Exercise inputs ->

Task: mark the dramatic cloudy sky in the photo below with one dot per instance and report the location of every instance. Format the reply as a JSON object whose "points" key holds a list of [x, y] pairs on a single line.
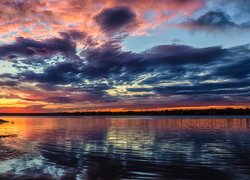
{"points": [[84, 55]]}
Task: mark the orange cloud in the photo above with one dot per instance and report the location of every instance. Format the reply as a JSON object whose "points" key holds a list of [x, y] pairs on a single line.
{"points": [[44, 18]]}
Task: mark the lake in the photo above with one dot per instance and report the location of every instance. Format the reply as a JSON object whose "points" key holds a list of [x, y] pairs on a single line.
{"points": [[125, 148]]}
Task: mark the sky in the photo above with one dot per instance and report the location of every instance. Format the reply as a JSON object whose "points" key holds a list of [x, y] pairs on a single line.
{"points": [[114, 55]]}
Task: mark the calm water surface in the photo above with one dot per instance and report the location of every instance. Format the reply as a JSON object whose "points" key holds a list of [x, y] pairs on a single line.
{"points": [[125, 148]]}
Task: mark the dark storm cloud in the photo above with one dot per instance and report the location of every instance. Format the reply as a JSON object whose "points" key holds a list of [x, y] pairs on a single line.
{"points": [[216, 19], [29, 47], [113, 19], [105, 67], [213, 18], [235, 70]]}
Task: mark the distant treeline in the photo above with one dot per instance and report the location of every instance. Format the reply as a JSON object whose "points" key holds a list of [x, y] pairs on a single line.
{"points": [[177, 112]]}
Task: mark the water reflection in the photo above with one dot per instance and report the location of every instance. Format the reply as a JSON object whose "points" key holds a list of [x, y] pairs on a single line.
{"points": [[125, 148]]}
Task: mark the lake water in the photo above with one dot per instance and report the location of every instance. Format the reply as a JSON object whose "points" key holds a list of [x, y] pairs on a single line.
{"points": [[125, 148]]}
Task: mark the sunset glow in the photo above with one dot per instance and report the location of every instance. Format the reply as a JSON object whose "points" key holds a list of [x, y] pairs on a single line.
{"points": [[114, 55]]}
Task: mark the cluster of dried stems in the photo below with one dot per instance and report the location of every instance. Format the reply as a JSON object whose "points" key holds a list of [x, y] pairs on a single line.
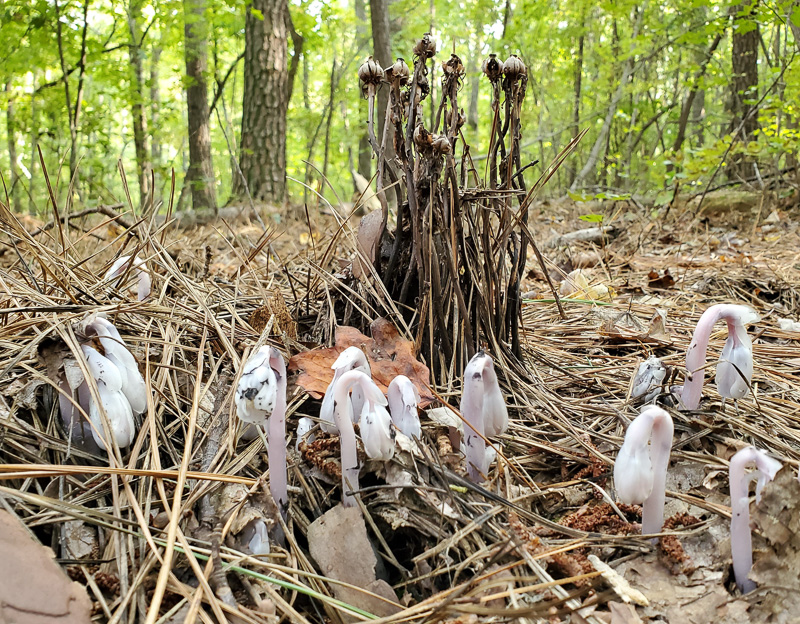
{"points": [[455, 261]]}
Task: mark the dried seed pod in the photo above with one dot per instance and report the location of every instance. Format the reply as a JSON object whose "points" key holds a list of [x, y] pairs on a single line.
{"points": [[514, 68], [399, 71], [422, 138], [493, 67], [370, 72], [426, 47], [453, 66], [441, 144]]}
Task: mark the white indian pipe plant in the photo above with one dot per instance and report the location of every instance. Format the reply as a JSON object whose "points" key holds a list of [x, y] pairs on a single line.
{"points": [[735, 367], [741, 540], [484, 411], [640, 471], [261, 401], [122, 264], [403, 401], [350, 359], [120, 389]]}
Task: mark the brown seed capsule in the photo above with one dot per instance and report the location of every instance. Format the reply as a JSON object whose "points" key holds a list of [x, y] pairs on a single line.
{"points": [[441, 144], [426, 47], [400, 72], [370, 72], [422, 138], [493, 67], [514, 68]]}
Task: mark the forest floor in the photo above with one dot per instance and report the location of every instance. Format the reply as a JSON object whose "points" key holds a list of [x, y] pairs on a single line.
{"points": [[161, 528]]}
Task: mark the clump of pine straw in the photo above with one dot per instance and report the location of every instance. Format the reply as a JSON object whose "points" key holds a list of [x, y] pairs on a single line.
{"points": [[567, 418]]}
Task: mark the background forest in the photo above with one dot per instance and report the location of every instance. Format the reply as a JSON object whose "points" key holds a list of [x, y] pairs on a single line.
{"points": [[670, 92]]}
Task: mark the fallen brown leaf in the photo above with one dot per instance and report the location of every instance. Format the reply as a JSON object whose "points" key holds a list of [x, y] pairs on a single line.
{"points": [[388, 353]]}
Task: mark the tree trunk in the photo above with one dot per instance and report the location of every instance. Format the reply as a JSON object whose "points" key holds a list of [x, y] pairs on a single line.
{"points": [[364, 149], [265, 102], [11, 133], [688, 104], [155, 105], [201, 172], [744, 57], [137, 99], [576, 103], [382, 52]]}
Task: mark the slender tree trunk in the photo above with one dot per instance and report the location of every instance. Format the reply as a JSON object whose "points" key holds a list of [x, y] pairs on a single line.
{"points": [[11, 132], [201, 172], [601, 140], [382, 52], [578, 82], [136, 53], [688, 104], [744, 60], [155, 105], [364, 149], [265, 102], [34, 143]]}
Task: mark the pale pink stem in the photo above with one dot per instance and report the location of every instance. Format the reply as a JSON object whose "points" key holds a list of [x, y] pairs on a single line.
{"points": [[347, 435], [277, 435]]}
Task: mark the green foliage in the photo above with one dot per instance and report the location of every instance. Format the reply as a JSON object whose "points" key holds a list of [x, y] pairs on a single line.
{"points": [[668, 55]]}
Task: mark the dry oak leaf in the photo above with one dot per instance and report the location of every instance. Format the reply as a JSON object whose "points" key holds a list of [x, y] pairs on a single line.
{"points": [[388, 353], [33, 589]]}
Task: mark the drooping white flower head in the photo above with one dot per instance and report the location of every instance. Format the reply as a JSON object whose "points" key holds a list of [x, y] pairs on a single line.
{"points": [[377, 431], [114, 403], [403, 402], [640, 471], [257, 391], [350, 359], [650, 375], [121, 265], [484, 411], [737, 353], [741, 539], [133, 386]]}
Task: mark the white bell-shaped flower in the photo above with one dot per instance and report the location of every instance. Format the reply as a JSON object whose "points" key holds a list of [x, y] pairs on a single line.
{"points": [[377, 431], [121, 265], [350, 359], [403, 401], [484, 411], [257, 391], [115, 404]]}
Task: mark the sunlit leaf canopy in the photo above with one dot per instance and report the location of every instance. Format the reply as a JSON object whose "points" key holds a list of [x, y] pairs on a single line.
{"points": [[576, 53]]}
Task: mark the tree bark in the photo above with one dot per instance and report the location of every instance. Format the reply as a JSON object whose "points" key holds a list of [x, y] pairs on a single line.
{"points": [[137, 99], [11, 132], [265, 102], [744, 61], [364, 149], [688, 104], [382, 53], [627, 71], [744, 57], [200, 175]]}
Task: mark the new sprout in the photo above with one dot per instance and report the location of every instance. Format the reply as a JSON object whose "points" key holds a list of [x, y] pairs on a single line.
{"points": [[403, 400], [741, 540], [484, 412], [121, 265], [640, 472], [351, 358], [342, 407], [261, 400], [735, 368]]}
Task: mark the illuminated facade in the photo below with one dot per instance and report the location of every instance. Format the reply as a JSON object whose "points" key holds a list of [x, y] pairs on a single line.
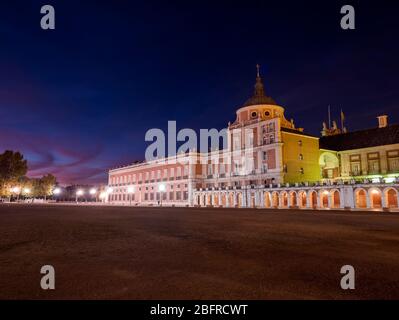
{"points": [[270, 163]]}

Stated goal -> Quote every line of the records above exactly; no picture is to be copied.

Answer to the exercise ->
Task: mark the dramatic cloudy sky in the photo below with one dot per instance and report the location of every instance. Format the reply as a JSON object whose "points" key holds a list of [x, y] pairs on a single line.
{"points": [[84, 55]]}
Task: mark the orange cloud in the photo above with one dot per instance and report the location of every instance. Format the reply as a JSON object whose "points" key holds a list of [x, y] pairs on a single line.
{"points": [[44, 18]]}
Task: mark the lake in the photo above with one dot per instance and report the location of every instance. Format the reply as a JSON object whose "points" key holds a list of [x, y] pairs on a single line.
{"points": [[125, 148]]}
Task: mark the sky in the photo above with one dot per instance and report the location of every instance. Format the reply as a JSON object whose "points" key holds a list of [x, y] pairs on a single line.
{"points": [[114, 55]]}
Task: mark the calm water surface in the photo above with one dot per instance and report the location of every instance. Format the reply as a JSON object whose "points" key holds a list of [x, y] pairs on a single line.
{"points": [[125, 148]]}
Task: mark the dark storm cloud in the photo above with one dot per instance and report the location of every instance. Format the reply as a JSON object whose "points" key holds a list of [x, y] pairs on a single line.
{"points": [[216, 19], [29, 47], [113, 19], [105, 67], [213, 18], [235, 70]]}
Task: mark the distant treeline in the photo above with one dot per instance and report the location of every instance. Format the reply as a JSON object whose "points" key holds a list of [x, y] pairs on a single line.
{"points": [[177, 112]]}
Task: mark the water reflection in the photo above with one dot per instance and report the location of every instance. Format the reply as a JSON object whose "points" key holds a list of [x, y] pairs on a single line.
{"points": [[125, 148]]}
Task: mark the lake water in the photo above with one dot per instance and report the location of every instance. Format the reply as a JSON object whose "points" key holds a list of [x, y] pairs on a single line.
{"points": [[125, 148]]}
Task: mark the sunset glow in the photo above with one dot per instance and report the location of every instance. Format the reply as a JSON object whose "points" key holds a list of [x, y] pairs on a single line.
{"points": [[114, 55]]}
Task: mark the cluster of dried stems in the photo below with one dot per instance and report the location of every instance. Format the reply as a JSON object whose "points" key holds a list of [x, y] pairs on a single line.
{"points": [[455, 261]]}
Task: mark the dried seed pod in the photo above with one dot per instance and report the location of every instance. Format the reply as a JSON object whose "points" key holds a list of [x, y] pairs on a single line.
{"points": [[514, 68], [399, 71], [422, 138], [493, 67], [370, 72], [426, 47], [453, 66], [441, 144]]}
Task: mark the white indian pipe plant in the photo above with one dot per instance and report the location of every instance. Format the reply as a JSON object whose "points" key holds a list of [x, y] pairs on a single line.
{"points": [[735, 367], [741, 540], [484, 411], [640, 471], [261, 401], [122, 264], [403, 401], [350, 359], [120, 389]]}
Task: mark the brown seed capsule in the photo above with one dot per instance and report the location of every instance. Format the reply as a JSON object whose "points" key holds a list of [x, y] pairs on a single line.
{"points": [[441, 144], [426, 47], [400, 72], [370, 72], [422, 138], [493, 67], [514, 68]]}
Task: mark the forest floor in the photo above with one dot per instance and report the location of every instance. Format the reply as a JSON object whose "points" key holds a list of [x, y] pairs on a single line.
{"points": [[161, 528]]}
Task: mark the clump of pine straw in the photo above with one dot per instance and report the location of every instance. Format the reply as a JSON object whose "points" key holds a list of [x, y] pairs on a single line.
{"points": [[567, 418]]}
Task: mark the background forest in the photo above with one dot per instance and report the location of every instance. Format the reply as a JSON object whose "points" key holds a list of [x, y] pairs on a single line.
{"points": [[670, 92]]}
Task: mark the fallen brown leaf in the photo above with one dot per instance and report the location of every instance. Format the reply as a JSON object whose "points" key holds a list of [x, y] pairs on a single line.
{"points": [[388, 353]]}
Task: mark the tree trunk in the photo above with one dot per instance and report the location of every instance. Format the reply as a JSON object whose "points" key holds a list of [x, y] pairs on a single line.
{"points": [[364, 149], [265, 102], [11, 133], [688, 104], [155, 105], [201, 172], [744, 57], [137, 99], [576, 103], [382, 52]]}
Task: mark the slender tree trunk in the photo above with one dot per instance and report the location of every instance. Format the reply as a JSON object whose "points" key holds a list of [x, y] pairs on a single line.
{"points": [[11, 132], [201, 172], [601, 140], [382, 52], [578, 82], [136, 53], [688, 104], [744, 60], [155, 105], [364, 149], [265, 102], [34, 143]]}
Task: mark the pale pink stem in the photo above with one dot per instance and report the location of every instance. Format the reply as a JSON object whose "points" key holds a list of [x, y] pairs on a single line.
{"points": [[347, 435], [277, 435]]}
Task: mark the green foliage in the photo above with one dot per instance and report the location of every instance. Format the reply as a JSON object whose "points" key holds a list of [x, y] pairs on a single line.
{"points": [[668, 55]]}
Task: mark the dry oak leaf in the photo above with one dot per instance and report the location of every instance. Format the reply as a JSON object whose "points" key holds a list of [x, y] pairs on a single line.
{"points": [[388, 353], [33, 589]]}
Task: mark the drooping white flower head in the photo above with one dot per instance and report the location of every instance. Format the reply as a JSON object whose "points" key holds a list of [x, y] pairs on a single line.
{"points": [[377, 431], [114, 403], [403, 402], [640, 471], [257, 391], [350, 359], [650, 375], [121, 265], [484, 411], [737, 353], [741, 539], [133, 386]]}
Task: mark the white bell-shaped flower in the photo above with one dot per instance and report the location of every instance. Format the reply as a JSON object whose "points" key holds a list of [x, y] pairs on a single line.
{"points": [[377, 431], [121, 265], [350, 359], [403, 401], [484, 411], [257, 391], [115, 404]]}
Task: mark the sunlit leaf canopy in the photo above with one dot per instance and report the location of every instance. Format the reply as a JSON object whose "points" key holds a list of [x, y] pairs on a single line.
{"points": [[576, 53]]}
Task: mark the tree bark in the photo above with one dot per instance and report the location of every instance. Format the reply as a JSON object whose "points" key holds a list of [x, y] pairs on a single line.
{"points": [[137, 99], [11, 132], [265, 102], [744, 61], [364, 149], [688, 104], [382, 53], [627, 71], [744, 57], [200, 175]]}
Task: mark the new sprout in the photo above with one dot per instance and report the location of every instance. Format the reply as a JSON object whose "points" key holds a list of [x, y] pairs on a single line.
{"points": [[403, 400], [741, 540], [484, 412], [121, 265], [640, 472], [351, 358], [342, 407], [261, 400], [735, 368]]}
Task: mark the illuminated facade in the photo below with one dot per instance and report the location of every instance. Format the reply as a JSON object whose "points" key holds a list of [x, y] pairs on a single line.
{"points": [[270, 163]]}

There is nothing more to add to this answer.